Potongan Dokumen:
Senin, 21 Juni 2004

Pemilu Presiden dan Pentingnya Perubahan Paradigma Ekonomi

Oleh Erwin FS


Hampir sepanjang paruh pertama 2004 ini rakyat Indonesia tengah menunggu siapa pemimpin mereka untuk masa lima tahun mendatang. Pemilu kali ini memang berbeda dengan pemilu sebelumnya karena rakyat memilih anggota legislatif, anggota DPD dan presiden (serta wakil presiden). Pemilu 2004 ini telah merubah peta kekuatan politik nasional dari hasil pemilihan anggota legislatif. Sebagian pengamat menyatakan bahwa rakyat semakin rasional dan cerdas dalam memilih wakilnya. 

Kecerdasan rakyat ini merupakan buah dari kehidupan pahit yang mereka rasakan selama lima tahun belakangan ini sehingga mereka berusaha mencari alternatif lain yang mampu mengubah nasib mereka.

Informasi yang Diberikan:
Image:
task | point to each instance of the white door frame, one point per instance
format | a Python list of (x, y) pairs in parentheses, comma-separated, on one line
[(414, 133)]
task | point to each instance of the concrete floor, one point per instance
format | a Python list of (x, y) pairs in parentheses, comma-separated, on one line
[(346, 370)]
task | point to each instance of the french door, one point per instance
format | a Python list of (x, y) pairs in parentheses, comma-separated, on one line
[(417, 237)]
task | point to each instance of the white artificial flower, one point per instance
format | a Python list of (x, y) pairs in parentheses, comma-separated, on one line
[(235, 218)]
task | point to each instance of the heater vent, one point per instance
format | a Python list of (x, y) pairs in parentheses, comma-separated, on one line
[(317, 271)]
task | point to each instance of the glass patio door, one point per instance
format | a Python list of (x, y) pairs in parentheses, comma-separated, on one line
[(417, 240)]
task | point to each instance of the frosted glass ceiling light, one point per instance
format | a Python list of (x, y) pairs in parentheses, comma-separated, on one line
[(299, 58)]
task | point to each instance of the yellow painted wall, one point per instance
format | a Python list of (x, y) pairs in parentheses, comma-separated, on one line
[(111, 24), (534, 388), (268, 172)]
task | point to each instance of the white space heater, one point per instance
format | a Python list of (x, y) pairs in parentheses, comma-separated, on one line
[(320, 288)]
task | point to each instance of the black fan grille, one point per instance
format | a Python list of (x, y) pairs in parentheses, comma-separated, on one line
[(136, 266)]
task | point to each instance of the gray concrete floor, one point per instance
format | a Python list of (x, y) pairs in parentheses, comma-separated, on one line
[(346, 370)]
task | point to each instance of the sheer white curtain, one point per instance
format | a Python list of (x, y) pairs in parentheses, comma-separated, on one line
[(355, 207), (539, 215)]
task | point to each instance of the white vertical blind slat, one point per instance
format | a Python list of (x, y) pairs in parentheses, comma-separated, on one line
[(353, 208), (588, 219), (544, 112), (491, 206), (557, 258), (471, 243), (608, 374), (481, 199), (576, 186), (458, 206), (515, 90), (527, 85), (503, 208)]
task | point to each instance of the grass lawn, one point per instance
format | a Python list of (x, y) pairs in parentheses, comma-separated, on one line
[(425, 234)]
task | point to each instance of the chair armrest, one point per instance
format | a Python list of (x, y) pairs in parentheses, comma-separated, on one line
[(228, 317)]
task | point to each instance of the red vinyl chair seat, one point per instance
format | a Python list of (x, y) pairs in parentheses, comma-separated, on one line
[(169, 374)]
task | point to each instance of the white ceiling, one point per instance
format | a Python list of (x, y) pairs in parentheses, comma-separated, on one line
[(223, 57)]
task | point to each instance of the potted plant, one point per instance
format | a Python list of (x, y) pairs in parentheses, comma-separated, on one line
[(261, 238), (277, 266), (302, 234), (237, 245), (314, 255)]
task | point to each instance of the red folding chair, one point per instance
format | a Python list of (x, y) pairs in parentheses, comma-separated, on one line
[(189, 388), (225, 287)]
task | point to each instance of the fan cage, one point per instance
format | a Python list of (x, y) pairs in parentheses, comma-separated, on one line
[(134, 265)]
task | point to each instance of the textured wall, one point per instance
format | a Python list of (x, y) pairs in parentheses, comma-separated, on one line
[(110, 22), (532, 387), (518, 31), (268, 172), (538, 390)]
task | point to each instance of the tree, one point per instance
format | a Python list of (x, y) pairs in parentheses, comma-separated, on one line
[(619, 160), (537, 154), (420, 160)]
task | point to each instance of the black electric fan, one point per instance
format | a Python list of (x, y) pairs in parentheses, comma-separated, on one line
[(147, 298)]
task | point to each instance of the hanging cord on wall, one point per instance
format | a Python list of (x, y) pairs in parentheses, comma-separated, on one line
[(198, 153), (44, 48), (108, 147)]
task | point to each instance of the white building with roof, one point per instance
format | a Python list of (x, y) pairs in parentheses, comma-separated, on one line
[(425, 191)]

Tujuan Latihan: Lanjutkan tulisan tentang pemilu presiden 2004 dan perubahan paradigma ekonomi, dimulai setelah kalimat terakhir yang tertera.

Hasil Tugas:
Rakyat Indonesia telah melihat dan menjalani pemilu dari waktu ke waktu sehingga tak heran mereka semakin cerdas, rasional dan realistis dalam memilih anggota legislatif yang merupakan representasi parpol. Pemilu kedua semenjak jatuhnya rejim otoriter memperlihatkan kebebasan rakyat dalam memilih wakilnya dan sekaligus ajang bagi rakyat dalam mengevaluasi pilihannya.
Namun, pemilu presiden adalah kali pertama dalam sejarah Indonesia sehingga besar dugaan rakyat masih melihat kepada figur, belum sampai kepada platform, visi dan misi para kandidat presiden. Hal ini didukung oleh kondisi buruk pada saat ini dimana rakyat mengingingkan terciptanya keamanan dan kestabilan serta keterjangkauan ekonomi terhadap berbagai kebutuhan mereka.
Pertanyaan yang masih menggantung di benak sebagian rakyat adalah apakah kandidat yang mereka pilih nantinya akan memperbaiki kondisi ekonomi mereka. Masalah ekonomi memang menjadi persoalan mendasar bagi rakyat Indonesia pada saat ini karena semakin buruknya kualitas kehidupan mereka dan membutuhkan penanganan secepatnya dari pemerintah.
Pada sisi lain, pemilu presiden adalah bentuk kepercayaan rakyat kepada kandidat yang dipilihnya untuk mengubah nasib mereka. Dengan demikian, bila pilihan mereka ternyata semakin membuat hidup tidak nyaman maka pada pemilu presiden selanjutnya rakyat akan mencari pemimpin baru disertai dengan mencantumkan kriteria yang lebih signifikan bagi perubahan nasib mereka.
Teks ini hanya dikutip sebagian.